__Selected passage__:
....

What do you do if you’re the government here?

Do you try to bluff Mr. Slatten’s attorneys, offering him a plea to significantly reduced charges in exchange for the security of not having to go to trial again? I’m sure that will be discussed, but it seems unlikely. How many prosecutors successfully bluff Williams & Connolly?

Do you take a third shot at trial, reasoning that because you have alleged that this person is a stone-cold killer, that is what justice requires?

Or do you say that you’ve done enough — you’ve convicted three people who will do a great deal of time in prison (even if not as much as you’d hoped) — and it’s now time to move on to other cases? Do you admit, as experienced prosecutors so often have to do, that there is no such thing as perfect justice?

It will surprise absolutely no one that I think the correct answer is C — you cut your losses and move on. The government’s vertical resources are near-infinite — once they zero in on you, they can go deep. They can collect as much evidence as they want, they can call as many witnesses as they want, and they can drag out an investigation as long as they want.

....

__Requirement 1__: Pull out every line of the records below that contains the word "roof".

__Provided material__:

....

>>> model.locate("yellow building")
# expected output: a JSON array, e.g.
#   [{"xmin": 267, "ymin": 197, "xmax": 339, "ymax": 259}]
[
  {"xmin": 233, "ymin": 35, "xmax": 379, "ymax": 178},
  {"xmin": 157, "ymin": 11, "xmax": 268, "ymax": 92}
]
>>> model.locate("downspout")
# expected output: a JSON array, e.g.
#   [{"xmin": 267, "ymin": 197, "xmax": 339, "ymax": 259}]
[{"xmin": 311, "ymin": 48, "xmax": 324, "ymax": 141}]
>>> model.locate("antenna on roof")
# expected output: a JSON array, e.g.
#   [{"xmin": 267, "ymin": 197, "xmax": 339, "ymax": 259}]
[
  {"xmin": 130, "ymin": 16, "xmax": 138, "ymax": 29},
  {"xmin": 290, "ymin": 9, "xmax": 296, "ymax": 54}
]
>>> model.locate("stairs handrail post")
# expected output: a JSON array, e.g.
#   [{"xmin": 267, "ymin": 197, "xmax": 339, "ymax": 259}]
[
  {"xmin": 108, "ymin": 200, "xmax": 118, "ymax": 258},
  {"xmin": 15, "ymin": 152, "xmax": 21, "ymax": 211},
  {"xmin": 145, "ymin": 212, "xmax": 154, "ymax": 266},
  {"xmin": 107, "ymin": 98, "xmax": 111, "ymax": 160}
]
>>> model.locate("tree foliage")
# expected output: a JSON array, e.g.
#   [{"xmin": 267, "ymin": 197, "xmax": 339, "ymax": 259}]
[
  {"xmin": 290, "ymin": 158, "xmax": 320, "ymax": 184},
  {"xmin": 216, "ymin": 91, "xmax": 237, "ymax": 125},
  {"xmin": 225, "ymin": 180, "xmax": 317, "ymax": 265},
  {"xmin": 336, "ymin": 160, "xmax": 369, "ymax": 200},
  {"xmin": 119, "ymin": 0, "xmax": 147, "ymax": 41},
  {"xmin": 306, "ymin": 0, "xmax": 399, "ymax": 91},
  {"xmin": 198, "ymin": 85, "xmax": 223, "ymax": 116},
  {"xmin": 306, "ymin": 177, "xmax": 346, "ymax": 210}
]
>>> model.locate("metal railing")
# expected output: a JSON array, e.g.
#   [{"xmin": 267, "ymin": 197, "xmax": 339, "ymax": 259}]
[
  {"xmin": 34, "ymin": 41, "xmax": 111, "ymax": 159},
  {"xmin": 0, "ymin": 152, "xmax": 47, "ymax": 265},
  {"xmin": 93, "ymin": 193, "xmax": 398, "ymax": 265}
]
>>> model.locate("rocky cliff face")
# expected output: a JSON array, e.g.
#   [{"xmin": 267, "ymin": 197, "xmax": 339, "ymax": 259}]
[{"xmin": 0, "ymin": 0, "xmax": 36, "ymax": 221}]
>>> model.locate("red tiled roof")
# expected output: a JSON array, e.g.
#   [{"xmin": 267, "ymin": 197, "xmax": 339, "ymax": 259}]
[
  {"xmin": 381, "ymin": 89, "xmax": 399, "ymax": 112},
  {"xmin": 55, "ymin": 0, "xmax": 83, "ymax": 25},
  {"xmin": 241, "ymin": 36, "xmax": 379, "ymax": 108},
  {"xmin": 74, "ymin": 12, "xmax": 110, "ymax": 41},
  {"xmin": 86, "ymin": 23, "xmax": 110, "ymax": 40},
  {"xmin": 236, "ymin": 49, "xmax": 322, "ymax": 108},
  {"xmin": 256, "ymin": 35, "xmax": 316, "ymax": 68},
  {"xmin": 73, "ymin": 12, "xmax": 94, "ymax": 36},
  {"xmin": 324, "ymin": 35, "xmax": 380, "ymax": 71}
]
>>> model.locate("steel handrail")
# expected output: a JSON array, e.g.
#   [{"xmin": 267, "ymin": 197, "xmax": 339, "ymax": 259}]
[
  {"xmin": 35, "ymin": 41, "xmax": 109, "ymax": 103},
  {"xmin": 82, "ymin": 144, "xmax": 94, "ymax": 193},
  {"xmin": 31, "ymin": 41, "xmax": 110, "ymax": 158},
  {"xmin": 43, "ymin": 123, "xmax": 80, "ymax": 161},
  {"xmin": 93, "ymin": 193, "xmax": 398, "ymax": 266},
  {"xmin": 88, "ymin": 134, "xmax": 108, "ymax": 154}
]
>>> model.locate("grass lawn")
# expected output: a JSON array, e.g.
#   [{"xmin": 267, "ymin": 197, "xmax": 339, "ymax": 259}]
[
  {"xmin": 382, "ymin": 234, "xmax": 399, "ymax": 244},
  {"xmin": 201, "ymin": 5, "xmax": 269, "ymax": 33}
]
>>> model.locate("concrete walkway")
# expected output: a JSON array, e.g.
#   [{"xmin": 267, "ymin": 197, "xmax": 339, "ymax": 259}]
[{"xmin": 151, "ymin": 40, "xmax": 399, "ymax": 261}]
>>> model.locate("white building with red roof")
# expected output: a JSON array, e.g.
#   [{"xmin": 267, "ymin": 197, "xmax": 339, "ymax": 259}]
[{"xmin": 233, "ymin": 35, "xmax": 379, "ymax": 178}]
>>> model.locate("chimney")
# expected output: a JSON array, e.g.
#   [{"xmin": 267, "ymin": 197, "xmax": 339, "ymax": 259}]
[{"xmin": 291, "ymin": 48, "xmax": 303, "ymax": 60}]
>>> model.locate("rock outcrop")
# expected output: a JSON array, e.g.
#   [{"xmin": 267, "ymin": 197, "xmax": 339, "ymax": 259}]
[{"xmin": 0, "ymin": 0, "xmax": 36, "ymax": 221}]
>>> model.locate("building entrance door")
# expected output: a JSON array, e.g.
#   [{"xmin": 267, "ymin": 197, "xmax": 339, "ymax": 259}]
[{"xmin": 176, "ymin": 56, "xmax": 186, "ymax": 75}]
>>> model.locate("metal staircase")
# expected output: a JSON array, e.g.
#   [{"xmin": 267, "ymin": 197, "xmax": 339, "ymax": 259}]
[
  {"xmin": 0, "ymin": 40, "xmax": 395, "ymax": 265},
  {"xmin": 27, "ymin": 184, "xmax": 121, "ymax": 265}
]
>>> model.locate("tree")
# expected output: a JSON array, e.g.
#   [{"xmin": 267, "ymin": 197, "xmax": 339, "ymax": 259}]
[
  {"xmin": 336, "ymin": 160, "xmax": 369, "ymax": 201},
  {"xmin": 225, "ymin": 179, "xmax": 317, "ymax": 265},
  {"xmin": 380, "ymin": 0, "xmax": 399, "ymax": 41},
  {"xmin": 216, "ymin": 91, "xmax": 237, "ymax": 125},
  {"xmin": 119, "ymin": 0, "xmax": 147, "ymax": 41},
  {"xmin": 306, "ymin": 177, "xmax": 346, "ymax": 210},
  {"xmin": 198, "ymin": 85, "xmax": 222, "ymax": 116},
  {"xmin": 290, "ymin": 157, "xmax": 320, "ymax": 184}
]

....

__Requirement 2__: Write the next part of the commentary above on the government's choices in the Slatten case, picking up after its last sentence.

__Task output 1__:
>>> model.locate("antenna on roof")
>>> model.locate("red tiled roof")
>>> model.locate("white building with red roof")

__Task output 2__:
But their horizontal resources are much more limited. They can’t investigate, and certainly can’t try, every case. If they try Mr. Slatten a third time, they will necessarily have to forgo other cases — cases that, unlike this one, haven’t resulted in any convictions yet.

More than ten years and two trials in, that seems like a bad trade for the government. I think that, once the initial shock of the loss wears off, that’s what they will decide as well. It’s also what they should decide. A single retrial in a case like this is one thing; a second one, after the highly questionable charging decision that was made in the wake of a massive government screw-up, would start to look an awful lot like face-saving. And that isn’t good for anyone — including the government.

The government told the judge that it will announce its decision on September 14th.


Justin Dillon is a partner at KaiserDillon PLLC in Washington, DC, where he focuses on white-collar criminal defense and campus disciplinary matters. Before joining the firm, he worked as an Assistant United States Attorney in Washington, DC, and at the Civil Rights Division of the Justice Department. His email is jdillon@kaiserdillon.com.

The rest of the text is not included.